WORK TO BE COMPLETED:
Your response should reproduce every line of the entries that contains the word "truck".

INFORMATION SUPPLIED:
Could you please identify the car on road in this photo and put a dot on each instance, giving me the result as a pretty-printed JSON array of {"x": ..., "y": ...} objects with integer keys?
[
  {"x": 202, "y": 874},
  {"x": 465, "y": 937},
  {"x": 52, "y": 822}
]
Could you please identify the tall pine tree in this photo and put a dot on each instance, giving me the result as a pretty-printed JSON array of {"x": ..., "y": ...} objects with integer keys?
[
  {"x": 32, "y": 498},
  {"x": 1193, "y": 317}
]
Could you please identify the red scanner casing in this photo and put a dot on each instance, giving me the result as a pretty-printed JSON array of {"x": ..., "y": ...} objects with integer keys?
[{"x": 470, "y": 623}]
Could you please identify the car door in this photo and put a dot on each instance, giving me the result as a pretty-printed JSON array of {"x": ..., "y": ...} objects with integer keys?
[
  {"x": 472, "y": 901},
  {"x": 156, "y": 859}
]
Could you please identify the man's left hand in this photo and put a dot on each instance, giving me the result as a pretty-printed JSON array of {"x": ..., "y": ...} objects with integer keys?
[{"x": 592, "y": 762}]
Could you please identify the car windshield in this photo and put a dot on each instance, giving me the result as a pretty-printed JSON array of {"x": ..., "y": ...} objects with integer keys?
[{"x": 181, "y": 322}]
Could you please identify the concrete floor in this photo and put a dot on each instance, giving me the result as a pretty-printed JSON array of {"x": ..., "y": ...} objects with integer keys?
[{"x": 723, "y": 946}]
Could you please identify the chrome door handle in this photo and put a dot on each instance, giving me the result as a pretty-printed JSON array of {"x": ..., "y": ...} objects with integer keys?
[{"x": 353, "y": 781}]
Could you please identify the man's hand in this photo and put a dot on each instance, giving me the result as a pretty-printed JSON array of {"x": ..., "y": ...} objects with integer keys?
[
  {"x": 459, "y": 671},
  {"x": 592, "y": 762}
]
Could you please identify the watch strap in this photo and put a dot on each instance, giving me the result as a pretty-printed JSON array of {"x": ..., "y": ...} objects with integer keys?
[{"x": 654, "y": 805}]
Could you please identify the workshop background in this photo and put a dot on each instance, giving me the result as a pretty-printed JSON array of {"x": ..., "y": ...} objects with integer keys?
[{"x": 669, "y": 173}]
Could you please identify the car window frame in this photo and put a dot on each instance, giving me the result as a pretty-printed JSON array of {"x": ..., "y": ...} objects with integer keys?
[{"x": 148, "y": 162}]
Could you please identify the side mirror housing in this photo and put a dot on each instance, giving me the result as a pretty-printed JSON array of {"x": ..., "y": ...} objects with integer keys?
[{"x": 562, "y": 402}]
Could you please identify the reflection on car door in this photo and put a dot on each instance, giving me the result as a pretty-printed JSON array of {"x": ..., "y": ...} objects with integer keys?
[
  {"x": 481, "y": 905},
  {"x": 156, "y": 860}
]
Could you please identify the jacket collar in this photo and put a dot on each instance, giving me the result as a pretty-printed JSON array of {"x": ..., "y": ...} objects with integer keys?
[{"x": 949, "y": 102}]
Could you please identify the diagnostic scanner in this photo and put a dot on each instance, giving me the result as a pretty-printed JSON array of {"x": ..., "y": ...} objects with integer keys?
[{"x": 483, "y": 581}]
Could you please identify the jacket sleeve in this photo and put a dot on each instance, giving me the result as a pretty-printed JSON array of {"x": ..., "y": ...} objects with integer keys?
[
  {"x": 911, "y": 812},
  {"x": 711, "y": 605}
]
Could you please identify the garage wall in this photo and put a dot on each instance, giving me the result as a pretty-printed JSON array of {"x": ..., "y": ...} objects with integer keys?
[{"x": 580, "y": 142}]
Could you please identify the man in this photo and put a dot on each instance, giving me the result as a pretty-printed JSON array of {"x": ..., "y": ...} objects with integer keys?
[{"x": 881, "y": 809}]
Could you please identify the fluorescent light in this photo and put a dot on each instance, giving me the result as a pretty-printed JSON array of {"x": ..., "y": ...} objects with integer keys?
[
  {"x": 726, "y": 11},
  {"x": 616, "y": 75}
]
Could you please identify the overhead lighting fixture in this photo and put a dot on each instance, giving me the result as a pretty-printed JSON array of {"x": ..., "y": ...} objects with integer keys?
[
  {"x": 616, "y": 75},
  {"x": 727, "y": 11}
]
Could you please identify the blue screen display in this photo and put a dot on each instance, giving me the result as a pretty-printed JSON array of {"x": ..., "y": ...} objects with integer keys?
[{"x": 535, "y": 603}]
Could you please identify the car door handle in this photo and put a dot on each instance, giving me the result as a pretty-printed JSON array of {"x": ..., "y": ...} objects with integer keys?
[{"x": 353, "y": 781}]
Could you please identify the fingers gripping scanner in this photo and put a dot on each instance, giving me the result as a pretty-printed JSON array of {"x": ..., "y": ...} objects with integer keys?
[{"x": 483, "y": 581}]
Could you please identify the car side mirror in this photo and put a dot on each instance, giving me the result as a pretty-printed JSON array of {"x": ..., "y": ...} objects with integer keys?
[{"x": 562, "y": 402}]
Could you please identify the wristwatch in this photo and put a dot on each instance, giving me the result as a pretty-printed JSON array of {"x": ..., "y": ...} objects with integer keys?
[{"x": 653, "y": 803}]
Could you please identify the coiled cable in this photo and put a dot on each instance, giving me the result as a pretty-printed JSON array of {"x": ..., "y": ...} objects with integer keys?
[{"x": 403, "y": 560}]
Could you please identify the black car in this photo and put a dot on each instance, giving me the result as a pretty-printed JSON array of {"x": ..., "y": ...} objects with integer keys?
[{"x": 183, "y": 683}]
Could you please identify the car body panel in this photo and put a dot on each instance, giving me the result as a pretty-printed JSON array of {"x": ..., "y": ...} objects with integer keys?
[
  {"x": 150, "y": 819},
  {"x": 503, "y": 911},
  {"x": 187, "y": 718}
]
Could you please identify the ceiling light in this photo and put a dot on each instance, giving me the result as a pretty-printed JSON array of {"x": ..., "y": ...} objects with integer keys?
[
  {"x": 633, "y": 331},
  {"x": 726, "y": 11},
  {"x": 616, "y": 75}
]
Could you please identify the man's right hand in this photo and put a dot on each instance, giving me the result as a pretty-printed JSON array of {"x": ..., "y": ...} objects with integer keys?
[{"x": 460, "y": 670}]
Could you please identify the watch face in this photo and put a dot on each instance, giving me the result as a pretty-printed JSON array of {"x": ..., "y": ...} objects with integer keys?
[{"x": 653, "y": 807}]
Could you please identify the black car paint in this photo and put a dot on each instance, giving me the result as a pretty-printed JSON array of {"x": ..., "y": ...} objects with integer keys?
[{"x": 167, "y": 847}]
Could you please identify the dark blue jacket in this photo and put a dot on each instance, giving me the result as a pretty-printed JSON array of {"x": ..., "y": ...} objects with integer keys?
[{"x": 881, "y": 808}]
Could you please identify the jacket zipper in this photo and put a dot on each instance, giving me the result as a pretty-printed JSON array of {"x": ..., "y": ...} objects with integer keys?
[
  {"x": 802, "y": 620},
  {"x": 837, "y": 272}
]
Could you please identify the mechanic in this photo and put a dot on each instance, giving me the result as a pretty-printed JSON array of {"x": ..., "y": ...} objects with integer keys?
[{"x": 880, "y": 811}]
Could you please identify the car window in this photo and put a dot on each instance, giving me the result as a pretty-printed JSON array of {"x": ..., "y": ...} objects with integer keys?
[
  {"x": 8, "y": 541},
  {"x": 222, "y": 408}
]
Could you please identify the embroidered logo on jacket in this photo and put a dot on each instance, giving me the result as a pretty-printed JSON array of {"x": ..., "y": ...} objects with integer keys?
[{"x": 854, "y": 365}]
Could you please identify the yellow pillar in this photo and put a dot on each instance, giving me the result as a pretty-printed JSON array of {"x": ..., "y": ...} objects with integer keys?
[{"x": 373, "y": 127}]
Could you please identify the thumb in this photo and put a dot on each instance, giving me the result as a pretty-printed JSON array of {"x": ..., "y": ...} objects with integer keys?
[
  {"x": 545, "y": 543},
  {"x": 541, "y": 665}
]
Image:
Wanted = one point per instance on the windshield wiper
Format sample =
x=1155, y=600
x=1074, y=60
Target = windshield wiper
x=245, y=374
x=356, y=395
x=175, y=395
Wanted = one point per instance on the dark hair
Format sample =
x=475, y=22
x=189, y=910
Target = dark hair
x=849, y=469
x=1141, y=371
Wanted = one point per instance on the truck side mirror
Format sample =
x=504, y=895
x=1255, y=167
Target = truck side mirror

RESPONSE:
Wanted = one point per instance on the truck side mirror
Target = truck side mirror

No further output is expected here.